▶ _Objective_: Locate each line in the rows below that contains the string "electrical", matching case exactly, and copy those lines.

Coordinate annotation entries:
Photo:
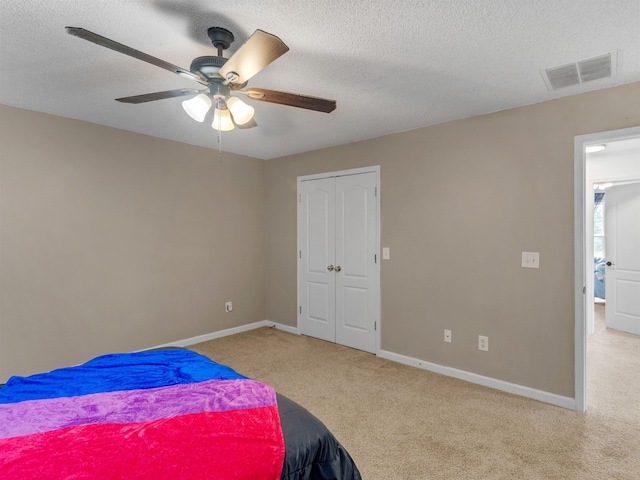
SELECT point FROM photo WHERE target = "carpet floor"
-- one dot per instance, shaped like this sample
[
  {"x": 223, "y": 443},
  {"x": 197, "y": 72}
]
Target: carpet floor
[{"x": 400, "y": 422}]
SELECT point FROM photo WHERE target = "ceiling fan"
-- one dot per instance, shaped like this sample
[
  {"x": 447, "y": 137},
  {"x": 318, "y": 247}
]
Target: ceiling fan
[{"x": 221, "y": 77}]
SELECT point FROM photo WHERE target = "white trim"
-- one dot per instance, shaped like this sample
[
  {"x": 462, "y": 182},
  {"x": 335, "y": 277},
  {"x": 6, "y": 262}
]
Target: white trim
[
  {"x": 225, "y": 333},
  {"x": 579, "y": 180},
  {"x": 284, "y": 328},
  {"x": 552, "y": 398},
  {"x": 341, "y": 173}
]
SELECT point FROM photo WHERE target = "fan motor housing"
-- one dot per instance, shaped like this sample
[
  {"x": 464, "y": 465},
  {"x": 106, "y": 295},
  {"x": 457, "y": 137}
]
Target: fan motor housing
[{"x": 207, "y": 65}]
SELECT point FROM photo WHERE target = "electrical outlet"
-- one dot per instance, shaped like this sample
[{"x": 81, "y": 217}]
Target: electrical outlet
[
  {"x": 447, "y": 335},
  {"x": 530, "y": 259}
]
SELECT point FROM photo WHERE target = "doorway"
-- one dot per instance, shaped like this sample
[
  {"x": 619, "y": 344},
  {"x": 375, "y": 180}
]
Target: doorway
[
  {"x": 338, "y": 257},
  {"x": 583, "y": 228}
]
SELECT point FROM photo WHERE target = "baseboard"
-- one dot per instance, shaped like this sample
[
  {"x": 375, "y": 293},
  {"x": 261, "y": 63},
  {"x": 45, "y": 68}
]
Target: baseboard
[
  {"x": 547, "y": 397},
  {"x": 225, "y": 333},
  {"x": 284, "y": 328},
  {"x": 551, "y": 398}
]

* * *

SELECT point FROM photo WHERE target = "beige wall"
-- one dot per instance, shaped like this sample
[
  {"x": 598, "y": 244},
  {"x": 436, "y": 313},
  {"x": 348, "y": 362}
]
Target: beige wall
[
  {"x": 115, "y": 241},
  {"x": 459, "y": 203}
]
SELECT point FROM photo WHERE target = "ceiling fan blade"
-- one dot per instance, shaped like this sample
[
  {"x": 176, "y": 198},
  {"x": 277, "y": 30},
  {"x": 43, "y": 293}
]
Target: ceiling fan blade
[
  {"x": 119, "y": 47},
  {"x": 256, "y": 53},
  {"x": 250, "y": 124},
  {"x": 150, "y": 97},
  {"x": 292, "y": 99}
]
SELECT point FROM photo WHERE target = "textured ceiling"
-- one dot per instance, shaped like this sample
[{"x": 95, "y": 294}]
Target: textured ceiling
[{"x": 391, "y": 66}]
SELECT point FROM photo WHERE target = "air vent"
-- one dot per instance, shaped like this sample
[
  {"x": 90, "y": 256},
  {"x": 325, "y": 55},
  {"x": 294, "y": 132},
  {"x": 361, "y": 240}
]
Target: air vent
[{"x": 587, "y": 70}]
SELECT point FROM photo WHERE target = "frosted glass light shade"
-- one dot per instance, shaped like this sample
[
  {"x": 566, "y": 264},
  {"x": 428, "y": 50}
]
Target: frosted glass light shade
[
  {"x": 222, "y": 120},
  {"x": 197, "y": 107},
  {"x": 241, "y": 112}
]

▶ _Task answer_:
SELECT point FROM photo WHERE target = "electrical outlet"
Target: electrical outlet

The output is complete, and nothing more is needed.